Problem statement: Copy out the data below, swapping every "return" for "output" and keeping everything else the same.
★ ★ ★ ★ ★
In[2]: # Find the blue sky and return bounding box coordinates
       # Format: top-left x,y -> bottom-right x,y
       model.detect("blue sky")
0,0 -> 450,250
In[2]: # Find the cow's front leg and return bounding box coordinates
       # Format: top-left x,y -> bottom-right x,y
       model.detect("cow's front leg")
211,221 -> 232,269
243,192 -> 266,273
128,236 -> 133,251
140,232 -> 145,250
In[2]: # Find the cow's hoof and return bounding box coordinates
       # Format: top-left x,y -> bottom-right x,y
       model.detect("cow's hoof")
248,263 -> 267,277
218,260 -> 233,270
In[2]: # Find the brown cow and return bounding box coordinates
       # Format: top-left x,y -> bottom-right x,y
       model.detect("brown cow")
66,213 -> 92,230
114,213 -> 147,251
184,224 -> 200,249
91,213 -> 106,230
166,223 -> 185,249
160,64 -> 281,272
★ ★ ★ ★ ★
Written solution:
In[2]: # Find the blue sky and output bounding box coordinates
       # Format: top-left x,y -> bottom-right x,y
       model.detect("blue sky")
0,0 -> 450,250
In[2]: # Find the cow's front leg and output bounding box coordinates
       # Format: top-left x,y -> bottom-right x,y
       model.detect("cow's front leg")
211,221 -> 232,269
243,192 -> 266,273
128,236 -> 133,251
140,232 -> 145,250
In[2]: # Find the cow's hoof and output bounding box coordinates
       # Format: top-left x,y -> bottom-right x,y
       model.detect("cow's hoof")
248,263 -> 267,277
218,260 -> 233,270
In[2]: # Find the brown cow and output bounding box coordinates
       # Format: top-left x,y -> bottom-right x,y
       model.detect("brown cow")
66,213 -> 92,230
114,213 -> 147,251
184,224 -> 200,249
91,213 -> 106,230
166,223 -> 185,249
160,64 -> 281,272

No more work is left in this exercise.